(Task brief): Please print all of the data below unchanged, but leave the pictures out.

(Data extract):
+ + + + +
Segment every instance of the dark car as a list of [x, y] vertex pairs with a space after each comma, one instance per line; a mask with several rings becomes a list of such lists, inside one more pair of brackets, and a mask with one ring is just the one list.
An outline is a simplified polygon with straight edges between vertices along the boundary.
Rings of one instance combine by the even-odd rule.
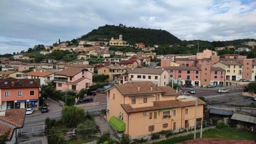
[[91, 102], [93, 101], [93, 99], [91, 97], [86, 97], [79, 100], [79, 102], [83, 103], [83, 102]]
[[47, 107], [43, 107], [41, 109], [41, 113], [48, 113], [49, 110]]
[[96, 91], [88, 91], [87, 92], [87, 95], [96, 95]]

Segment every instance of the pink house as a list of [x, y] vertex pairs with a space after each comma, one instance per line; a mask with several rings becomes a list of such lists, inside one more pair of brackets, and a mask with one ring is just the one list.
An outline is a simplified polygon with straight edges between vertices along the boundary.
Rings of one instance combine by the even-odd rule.
[[55, 74], [54, 81], [57, 90], [79, 92], [92, 85], [92, 73], [87, 69], [67, 68]]
[[165, 68], [169, 74], [169, 82], [173, 81], [179, 85], [201, 85], [201, 70], [195, 67], [168, 67]]
[[175, 62], [180, 63], [181, 67], [196, 67], [196, 60], [194, 59], [189, 59], [188, 58], [176, 58]]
+ + + + +
(Written solution):
Segment every instance of the dark car as a list of [x, y] vertex pairs with a space after each comma, one instance per line; a mask with several rings becomes a list of such lists, inside one more pair of brackets, and a mask with one ring is just the one list.
An outline is a simplified polygon with straight edges between vertices along the boundary.
Rings of one instance combine by the even-odd rule.
[[91, 102], [93, 101], [93, 99], [91, 97], [86, 97], [79, 100], [79, 102], [83, 103], [83, 102]]
[[47, 107], [43, 107], [41, 109], [41, 113], [48, 113], [49, 110]]
[[96, 91], [88, 91], [87, 92], [87, 95], [96, 95]]

Segment every instance of the pink house as a list of [x, y] vertex pairs with a space after each comma, one instance per line; a mask with several rings becomes a list of such lists, inside one more pair of brackets, and a mask with one ring is just the one list.
An outline is a simplified polygon with straight edges between vertices along the boundary.
Rings of one instance combine by the even-odd rule.
[[55, 74], [54, 81], [57, 90], [79, 92], [92, 85], [92, 73], [87, 69], [67, 68]]
[[165, 68], [169, 74], [169, 82], [173, 81], [179, 85], [201, 85], [201, 70], [195, 67], [168, 67]]
[[175, 62], [180, 63], [181, 67], [196, 67], [196, 60], [194, 59], [189, 59], [188, 58], [176, 58]]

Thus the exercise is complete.